— start EXTRACT —

This Obscure Warmth of the Soul: Memory, Grief and Love

A Girl Defending Herself Against Eros. William Aldophe-Bouguereau. Oil on canvas. 1880.

Grief feels like a race against time while I wait for my memories to fade—the memories of a happy life, the memories of a shattered life, the memories of the pain. Distract yourself with new activities, meet new people, make new connections is the advice I am constantly given. And strangely enough sometimes being with other people makes the grief and my sense of being alone worse.

Reading Paul Valery’s writings. on “Eros” in the final sections of his Cahiers/Notebooks 1 has especially struck a cord with me as I think about memory, grief and love. Valery had an eight year love affair with poet Catherine Pozzi and much of his writings about Eros are influenced by his love for her.  I’m not surprised he used the Ancient Greek word Eros for love—Eros is a complex figure that is unpredictable; Eros both elevates men and ruins them. Many see love as a distraction or a drain on one’s time and energy but Valery suggests that real love gives us more energy to accomplish other goals in life. Valery had some of his most productive and creative years of writing when he was with Catherine and she even gave him notes and encouraged him to publish his notebooks:

Happy love mobilizes all our strength. It creates superabundance, which is the supreme good, and the need for the finest works, making them necessary, easily accomplished, a relief. The happy lover is rich. He’s a physiological and psychological millionaire. He’s the king of expenditure. 

And:

To be profoundly loved, is the greatest thing in the world. It was the impossible object of God. ‘Profoundly,’ this is not about pleasure, nor about pride. But to received this obscure warmth of the soul, to warm yourself at the life which glows only for you…

What is a true, deeply loving relationship?  What is it, exactly, that I’ve lost? Alan wasn’t a distraction from my job or my reading or writing, but instead he enhanced it.  I think he would agree that I wasn’t a distraction from his work or his motorcycles or his camping, but I enhanced and encouraged and supported these things.  I hadn’t thought about this until Alan’s death, but I realize now that our lives were intertwined in a way that allowed us to complement each other;  and since my old life has been destroyed I feel that every day is an attempt to slowly build back my own foundation—find new supports, new ways of carrying on. Valery uses the metaphor of roots and a tree to explain this relationship-as-support idea beautifully: 

Love grows like a plant and what we see of it, namely the leaves and flowers, the fruit and stem, is nothing without what we don’t see, the roots. Nobody knows them exactly, neither their extent, nor their depth, nor their precise trajectories, nor the state of them.

— end EXTRACT —
— start AVAILABLE DATA —

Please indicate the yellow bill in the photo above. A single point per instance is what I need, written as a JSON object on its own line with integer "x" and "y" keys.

— end AVAILABLE DATA —

From the essay on grief and love, copy the passage between "Grief feels like" and "being alone worse.", inclusive.

◆ **TASK RESPONSE**
Grief feels like a race against time while I wait for my memories to fade—the memories of a happy life, the memories of a shattered life, the memories of the pain. Distract yourself with new activities, meet new people, make new connections is the advice I am constantly given. And strangely enough sometimes being with other people makes the grief and my sense of being alone worse.